» **TEXTE DE L'EXERCICE**:
---+---

Un article paru sur pcmag.com le 5 novembre a contribué à cette inquiétude. Intitulé « J’ai autorisé Gemini à accéder à mon compte Gmail, et c’est carrément flippant », l’article décrit les échanges entre l’IA de Google et l’auteur, qui déclare que Gemini, grâce à l’analyse de « 16 ans d’historique de courriels », a pu lui fournir des informations très personnelles sur ses relations amoureuses passées, signant même ses réponses de son propre nom, ce qui a suscité son étonnement.
Un fait important mentionné dans l’article de pcmag.com est que les fonctionnalités de Gemini testées par l’auteur ne sont accessibles qu’aux abonnés à l’AI Pro de Google. Les utilisateurs de Gmail ne bénéficiant pas de cet abonnement n’auront pas accès aux mêmes fonctionnalités, limitant ainsi, en théorie, l’accès de Gemini à ces données.
« Récupérer nos données, c’est en réalité le fonctionnement classique de n’importe quelle IA de type ChatGPT, Meta, etc. dès qu’on l’utilise », explique Laurence Devillers, chercheuse au CNRS et professeure en IA à Sorbonne Université, spécialiste des interactions affectives entre humains et machines. Pour elle, il est évident que Gemini, en version pro ou non, exploite les données des utilisateurs de Gmail, Drive et du Chat de Google.
En mai 2025, une étude de Surfshark sur la cybersécurité a révélé que Gemini collecte particulièrement beaucoup de données. Alors que les autres chatbots d’IA recueillent en moyenne 11 des 35 types de données possibles (comme les coordonnées, l’historique de navigation, la position géographique, etc.), Gemini en exploite le double, ce qui soulève des inquiétudes quant au respect de la vie privée.
Cette situation n’étonne pas la chercheuse : « Par exemple, le modèle économique de Meta repose sur la publicité. Pour générer des revenus, comment faites-vous, selon vous ? Dans un e-mail, vous partagez votre vie. Ensuite, toutes ces informations sont ‘profilées’ et vendues à de nombreuses entreprises. L’utilisation des données pour modéliser votre profil et vendre vos informations n’est pas nouveau. »

---+---

Répondez brièvement à ces questions portant sur le texte consacré à Gemini et aux données personnelles.
1. Combien d'années d'historique de courriels Gemini a-t-il analysées selon l'auteur de l'article de pcmag.com ?
2. À quels utilisateurs les fonctionnalités de Gemini testées par cet auteur sont-elles réservées ?
3. Selon l'étude de Surfshark, combien de types de données les autres chatbots d'IA recueillent-ils en moyenne ?
Les données qui suivent n'ont aucun rôle dans cet exercice.

» **DONNÉES À ANALYSER**:
---+---

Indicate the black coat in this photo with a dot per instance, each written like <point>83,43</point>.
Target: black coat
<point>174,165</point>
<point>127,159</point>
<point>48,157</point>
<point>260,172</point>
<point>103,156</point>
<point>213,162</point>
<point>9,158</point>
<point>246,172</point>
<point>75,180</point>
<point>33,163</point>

---+---

» **RÉPONSE**:
1. Seize ans.
2. Aux abonnés à l'AI Pro de Google.
3. Onze des 35 types de données possibles.